> **Problems**:
**1)** How would you put this sentence from the passage on PowerShell parameter input into Spanish: "Parameters in the call are matched to parameters in the function signature by their names; the order in the call is irrelevant."?
**2)** Could you return, word for word, the stretch of the passage on PowerShell parameter input starting with "Here, parameter $b" and going on through "the value $null."?

> **Selected extract**:
If you attempt to supply both direct input and pipeline input…

… PowerShell generates an error that indicates the problem in a rather circuitous fashion:

What that message is really saying is that, after applying one input to the Path parameter, the command also attempted to provide a second input to the same parameter. But since any parameter can have input only from one source at a time, the error says it does not have a match for the second input source to any parameter.

Input Combinations

There are a number of possible combinations of input source and parameter types to consider.

Direct Input/Positional Parameters

Parameters in the call are matched to parameters in the function signature by their order or position: the first parameter in the signature takes the first parameter from the call, the second takes the second, and so on. If the signature specifies more parameters than you supply in the call, the leftover parameters assume either default values (if you have provided them) or null.

Call

f $x $y $z

Signature

f ( $a, $b, $c)

Implicit Assignment

$a = $x, $b = $y, $c = $z

Direct Input/Named Parameters

Parameters in the call are matched to parameters in the function signature by their names; the order in the call is irrelevant. If the signature specifies more parameters than you supply in the call, the leftover parameters assume either default values (if you have provided them) or null.

Call

f -C $z -B $y -A $x

Signature

f ( $a, $b, $c)

Implicit Assignment

$a = $x, $b = $y, $c = $z

Default Values

Here, parameter $b has a default value assigned in the function’s signature, while parameter $c does not. A call providing only a value for parameter $a results in $b having the default value 25 and $c having the value $null.

Call

f $x

Signature

f ( $a, $b = 25, $c)

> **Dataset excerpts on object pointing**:
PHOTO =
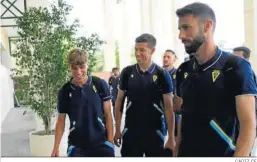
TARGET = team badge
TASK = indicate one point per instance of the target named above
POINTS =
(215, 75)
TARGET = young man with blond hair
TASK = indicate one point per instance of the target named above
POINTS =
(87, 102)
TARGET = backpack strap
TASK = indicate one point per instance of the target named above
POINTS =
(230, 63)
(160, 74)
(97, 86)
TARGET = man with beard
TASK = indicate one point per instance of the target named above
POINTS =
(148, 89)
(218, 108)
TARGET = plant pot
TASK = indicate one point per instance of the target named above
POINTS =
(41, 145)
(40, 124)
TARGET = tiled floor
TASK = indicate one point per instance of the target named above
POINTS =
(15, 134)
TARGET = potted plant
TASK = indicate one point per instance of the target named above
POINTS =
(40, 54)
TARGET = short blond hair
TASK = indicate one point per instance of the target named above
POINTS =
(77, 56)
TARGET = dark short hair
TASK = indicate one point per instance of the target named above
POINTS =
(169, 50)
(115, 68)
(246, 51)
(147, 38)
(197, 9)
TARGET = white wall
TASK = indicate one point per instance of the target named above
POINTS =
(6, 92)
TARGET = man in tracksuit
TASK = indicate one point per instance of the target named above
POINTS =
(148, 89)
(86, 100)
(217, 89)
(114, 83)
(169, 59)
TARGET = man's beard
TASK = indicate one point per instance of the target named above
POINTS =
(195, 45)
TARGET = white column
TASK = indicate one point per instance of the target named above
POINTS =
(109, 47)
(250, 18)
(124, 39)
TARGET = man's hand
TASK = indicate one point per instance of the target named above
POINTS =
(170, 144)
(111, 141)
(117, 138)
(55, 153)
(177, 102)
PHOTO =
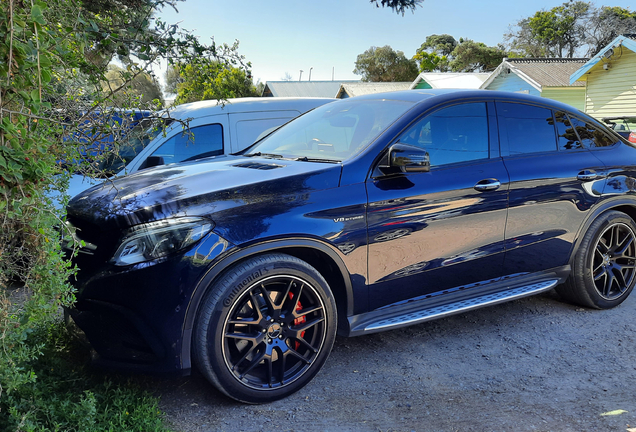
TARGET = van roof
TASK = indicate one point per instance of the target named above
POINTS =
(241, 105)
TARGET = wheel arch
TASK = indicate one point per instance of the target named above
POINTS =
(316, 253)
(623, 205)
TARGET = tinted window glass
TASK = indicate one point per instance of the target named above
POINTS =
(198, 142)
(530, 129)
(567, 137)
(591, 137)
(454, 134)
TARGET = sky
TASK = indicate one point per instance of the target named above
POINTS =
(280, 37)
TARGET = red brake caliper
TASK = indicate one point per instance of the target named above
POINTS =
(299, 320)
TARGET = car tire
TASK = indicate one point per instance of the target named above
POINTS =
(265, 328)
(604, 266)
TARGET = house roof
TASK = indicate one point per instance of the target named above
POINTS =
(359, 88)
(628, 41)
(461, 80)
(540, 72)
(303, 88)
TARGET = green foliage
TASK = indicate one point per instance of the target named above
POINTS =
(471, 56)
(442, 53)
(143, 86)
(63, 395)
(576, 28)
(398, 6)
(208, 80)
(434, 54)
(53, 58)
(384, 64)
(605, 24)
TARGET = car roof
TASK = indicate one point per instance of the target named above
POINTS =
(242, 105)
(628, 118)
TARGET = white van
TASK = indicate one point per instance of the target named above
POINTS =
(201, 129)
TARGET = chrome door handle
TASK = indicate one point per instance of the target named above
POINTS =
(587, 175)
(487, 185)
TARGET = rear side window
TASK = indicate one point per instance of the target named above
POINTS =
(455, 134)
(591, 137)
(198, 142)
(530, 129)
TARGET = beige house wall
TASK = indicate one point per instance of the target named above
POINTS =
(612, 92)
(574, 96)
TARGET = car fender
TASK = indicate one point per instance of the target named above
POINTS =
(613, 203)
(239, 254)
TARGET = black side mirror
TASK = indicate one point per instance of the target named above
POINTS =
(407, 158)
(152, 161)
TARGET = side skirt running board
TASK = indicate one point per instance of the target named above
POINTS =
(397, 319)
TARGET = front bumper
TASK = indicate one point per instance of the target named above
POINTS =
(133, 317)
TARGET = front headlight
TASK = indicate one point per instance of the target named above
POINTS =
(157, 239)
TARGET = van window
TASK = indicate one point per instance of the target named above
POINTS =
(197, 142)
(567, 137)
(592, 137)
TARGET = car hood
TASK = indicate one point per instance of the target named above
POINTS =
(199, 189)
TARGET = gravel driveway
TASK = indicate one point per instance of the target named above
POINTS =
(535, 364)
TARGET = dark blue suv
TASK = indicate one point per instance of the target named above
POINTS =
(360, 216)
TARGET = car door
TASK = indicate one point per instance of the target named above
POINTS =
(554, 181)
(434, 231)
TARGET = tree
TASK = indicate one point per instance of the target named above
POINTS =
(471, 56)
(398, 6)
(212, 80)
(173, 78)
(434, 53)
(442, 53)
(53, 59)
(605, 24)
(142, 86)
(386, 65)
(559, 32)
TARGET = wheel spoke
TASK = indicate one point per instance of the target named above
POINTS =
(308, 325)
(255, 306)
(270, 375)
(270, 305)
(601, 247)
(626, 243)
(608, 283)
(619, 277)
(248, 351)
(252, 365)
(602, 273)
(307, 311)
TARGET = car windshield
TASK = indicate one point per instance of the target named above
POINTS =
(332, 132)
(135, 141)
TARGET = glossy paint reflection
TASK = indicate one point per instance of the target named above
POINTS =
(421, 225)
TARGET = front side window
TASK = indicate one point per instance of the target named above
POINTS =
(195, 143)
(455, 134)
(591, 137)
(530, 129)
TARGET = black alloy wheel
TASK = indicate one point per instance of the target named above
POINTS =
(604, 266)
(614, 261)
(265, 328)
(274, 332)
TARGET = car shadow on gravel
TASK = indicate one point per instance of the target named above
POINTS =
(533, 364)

> **Full solutions**:
**1)** Los parámetros de la llamada se emparejan con los parámetros de la firma de la función por sus nombres; el orden en la llamada es irrelevante.

**2)**
Here, parameter $b has a default value assigned in the function’s signature, while parameter $c does not. A call providing only a value for parameter $a results in $b having the default value 25 and $c having the value $null.